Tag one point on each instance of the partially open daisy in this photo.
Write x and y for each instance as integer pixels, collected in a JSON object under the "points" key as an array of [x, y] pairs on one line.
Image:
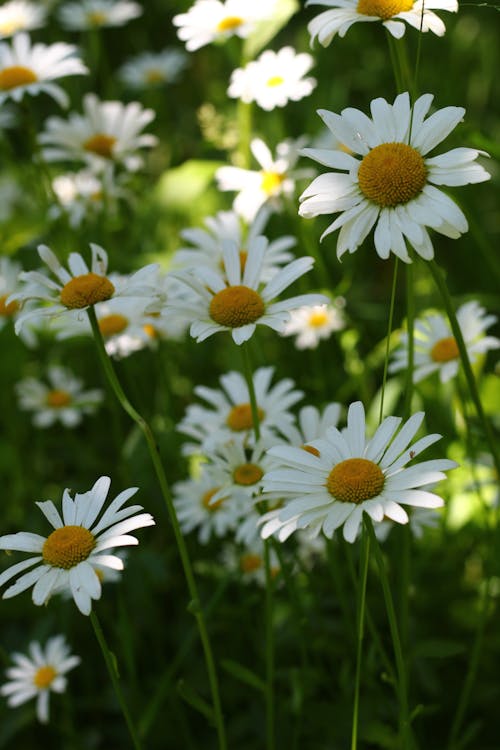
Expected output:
{"points": [[274, 79], [107, 132], [435, 347], [38, 673], [352, 475], [236, 300], [79, 287], [66, 557], [392, 185], [27, 69], [392, 13]]}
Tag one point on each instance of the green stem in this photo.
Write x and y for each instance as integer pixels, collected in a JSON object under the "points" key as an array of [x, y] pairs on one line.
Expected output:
{"points": [[195, 605], [113, 673]]}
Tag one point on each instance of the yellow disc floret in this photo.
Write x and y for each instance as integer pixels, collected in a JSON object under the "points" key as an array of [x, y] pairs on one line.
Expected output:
{"points": [[392, 174], [355, 480], [68, 546], [236, 306], [85, 290]]}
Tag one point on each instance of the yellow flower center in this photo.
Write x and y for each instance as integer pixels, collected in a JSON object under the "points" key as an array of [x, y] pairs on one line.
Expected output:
{"points": [[8, 309], [240, 417], [383, 8], [68, 546], [16, 75], [57, 399], [229, 23], [445, 350], [100, 144], [44, 676], [236, 306], [355, 480], [391, 174], [271, 182], [112, 324], [247, 474], [86, 290]]}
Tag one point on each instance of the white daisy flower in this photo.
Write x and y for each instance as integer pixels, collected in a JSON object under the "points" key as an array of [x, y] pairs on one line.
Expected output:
{"points": [[106, 132], [61, 400], [230, 414], [79, 287], [213, 20], [38, 673], [91, 14], [435, 347], [236, 300], [20, 15], [310, 324], [151, 69], [392, 186], [275, 178], [392, 13], [26, 69], [352, 475], [274, 79], [67, 556], [226, 225]]}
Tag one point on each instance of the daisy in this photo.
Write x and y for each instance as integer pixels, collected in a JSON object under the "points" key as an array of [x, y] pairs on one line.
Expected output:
{"points": [[62, 400], [38, 673], [274, 79], [20, 15], [26, 69], [67, 556], [392, 186], [79, 287], [106, 132], [153, 69], [212, 20], [275, 178], [229, 413], [236, 300], [435, 347], [352, 475], [91, 14], [392, 13], [312, 323]]}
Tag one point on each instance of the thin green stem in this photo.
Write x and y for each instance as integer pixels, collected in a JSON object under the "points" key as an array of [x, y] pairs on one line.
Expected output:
{"points": [[115, 679], [195, 605]]}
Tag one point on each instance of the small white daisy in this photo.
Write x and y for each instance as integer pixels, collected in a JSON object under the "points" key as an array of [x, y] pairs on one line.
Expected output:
{"points": [[274, 79], [152, 69], [66, 557], [311, 324], [38, 673], [352, 475], [214, 20], [91, 14], [61, 400], [27, 69], [392, 13], [236, 300], [435, 347], [392, 186], [275, 178], [106, 132]]}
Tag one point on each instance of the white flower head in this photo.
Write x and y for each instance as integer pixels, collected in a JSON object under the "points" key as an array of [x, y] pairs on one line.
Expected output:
{"points": [[31, 69], [352, 475], [274, 79], [391, 187], [66, 557], [392, 13], [38, 673], [435, 347]]}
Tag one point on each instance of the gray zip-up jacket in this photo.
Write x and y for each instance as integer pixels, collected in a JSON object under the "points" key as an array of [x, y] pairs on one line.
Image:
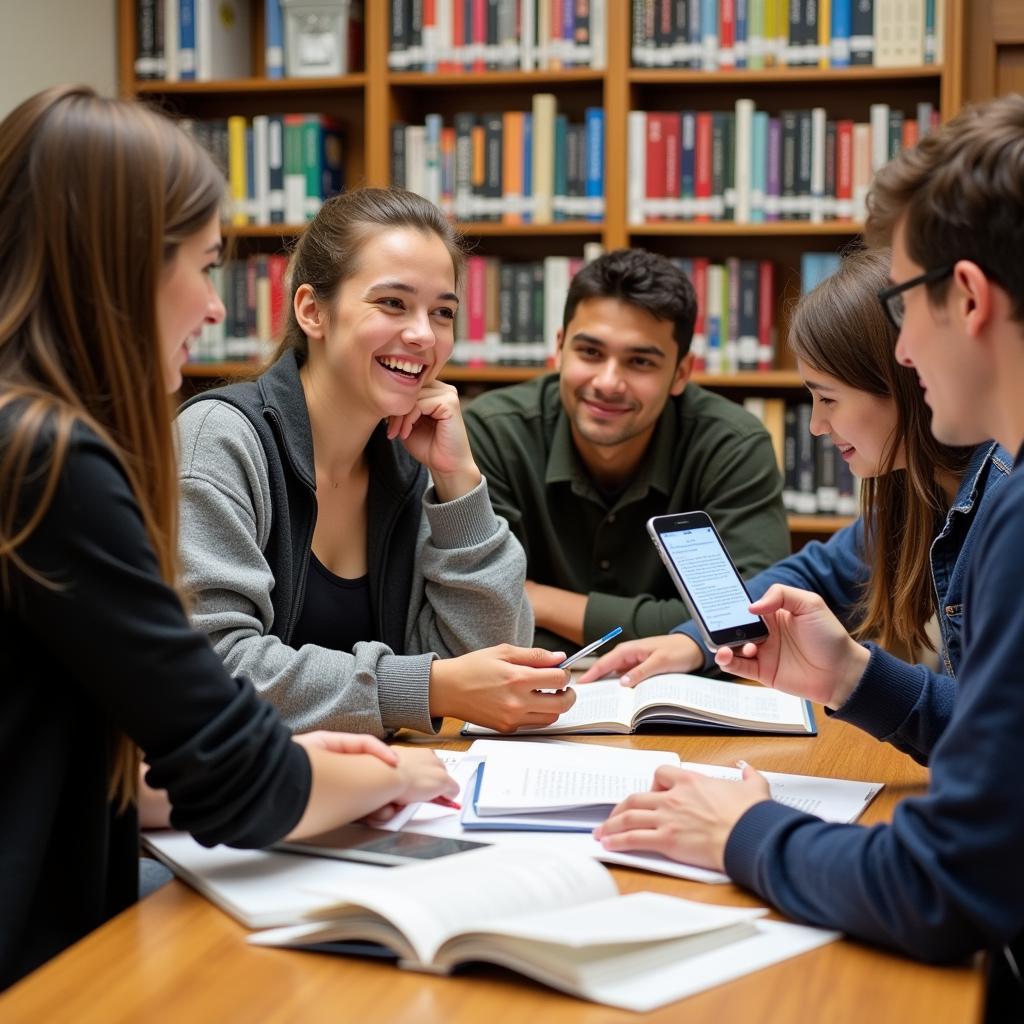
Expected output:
{"points": [[445, 578]]}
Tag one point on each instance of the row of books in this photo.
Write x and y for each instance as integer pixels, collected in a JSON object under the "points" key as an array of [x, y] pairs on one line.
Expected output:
{"points": [[451, 36], [747, 166], [710, 35], [514, 167], [815, 477], [211, 40], [254, 293], [511, 310], [280, 167]]}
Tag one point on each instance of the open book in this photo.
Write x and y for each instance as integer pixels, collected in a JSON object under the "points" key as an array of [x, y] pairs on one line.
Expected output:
{"points": [[572, 786], [678, 699], [556, 919]]}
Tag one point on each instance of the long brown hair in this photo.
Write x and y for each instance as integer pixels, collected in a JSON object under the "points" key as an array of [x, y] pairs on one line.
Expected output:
{"points": [[328, 252], [95, 197], [840, 329]]}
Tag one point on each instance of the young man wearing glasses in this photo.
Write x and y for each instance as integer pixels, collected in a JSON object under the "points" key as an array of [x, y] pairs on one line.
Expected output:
{"points": [[944, 879]]}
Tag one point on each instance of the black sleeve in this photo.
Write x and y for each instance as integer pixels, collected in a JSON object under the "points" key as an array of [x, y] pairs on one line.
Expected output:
{"points": [[232, 774]]}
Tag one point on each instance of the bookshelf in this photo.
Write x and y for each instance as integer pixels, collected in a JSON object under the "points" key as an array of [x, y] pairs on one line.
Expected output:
{"points": [[369, 100]]}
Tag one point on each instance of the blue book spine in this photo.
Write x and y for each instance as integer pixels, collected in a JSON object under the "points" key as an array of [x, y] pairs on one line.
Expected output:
{"points": [[687, 164], [709, 35], [595, 163], [741, 29], [527, 167], [186, 40], [275, 153], [274, 40], [842, 23], [693, 34]]}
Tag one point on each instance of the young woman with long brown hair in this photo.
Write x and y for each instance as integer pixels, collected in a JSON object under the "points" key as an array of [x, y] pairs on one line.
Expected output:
{"points": [[338, 540], [109, 226], [902, 562]]}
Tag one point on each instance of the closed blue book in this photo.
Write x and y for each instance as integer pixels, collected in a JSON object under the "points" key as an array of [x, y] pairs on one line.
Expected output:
{"points": [[841, 26], [741, 32], [709, 34], [527, 166], [594, 163], [186, 40], [275, 156], [274, 40]]}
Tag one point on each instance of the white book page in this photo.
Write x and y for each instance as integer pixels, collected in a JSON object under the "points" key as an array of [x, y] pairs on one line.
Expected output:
{"points": [[258, 888], [727, 700], [525, 777], [642, 916], [830, 799], [596, 704], [432, 902]]}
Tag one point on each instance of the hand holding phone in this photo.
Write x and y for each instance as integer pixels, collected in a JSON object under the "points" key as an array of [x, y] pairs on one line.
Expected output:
{"points": [[707, 579]]}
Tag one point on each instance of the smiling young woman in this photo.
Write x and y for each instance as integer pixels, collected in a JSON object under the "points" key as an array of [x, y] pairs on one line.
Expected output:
{"points": [[338, 540], [904, 559]]}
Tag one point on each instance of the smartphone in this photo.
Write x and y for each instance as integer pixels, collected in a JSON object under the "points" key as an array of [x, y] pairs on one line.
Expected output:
{"points": [[707, 579], [375, 846]]}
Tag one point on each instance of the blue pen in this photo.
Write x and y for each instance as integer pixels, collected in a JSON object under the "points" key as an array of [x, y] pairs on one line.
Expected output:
{"points": [[591, 647]]}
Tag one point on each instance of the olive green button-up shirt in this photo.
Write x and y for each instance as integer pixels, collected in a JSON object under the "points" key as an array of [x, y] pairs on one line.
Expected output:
{"points": [[707, 453]]}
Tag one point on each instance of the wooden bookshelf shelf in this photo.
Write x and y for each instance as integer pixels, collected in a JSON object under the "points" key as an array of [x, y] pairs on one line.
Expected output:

• Your instructions
Find the line containing "Tag one point on each instance of the blue pen". Reproduce it exactly, along with every line after it through the last.

• Output for this exercise
Tag one point on each instance of the blue pen in this photo.
Write x and y for each instance as integer pixels, collected in a JSON object under the "points" key as an array of [x, y] pairs on one line.
Expected output:
{"points": [[591, 647]]}
Tag one point on each instance of the olive green button-up shirt in this photo.
Write x and y for each instance as integer pixels, collected in a JSON object under the "points" key as an array of [x, y] pairs on one line.
Expected output:
{"points": [[707, 453]]}
Tag one point on each instance of the wooden bookshelf shelf in this photo.
Write x and y for each instance as integer pixels, collected in a JSON object under the "points" key as an array of [x, y] pairs on one line.
Expected output:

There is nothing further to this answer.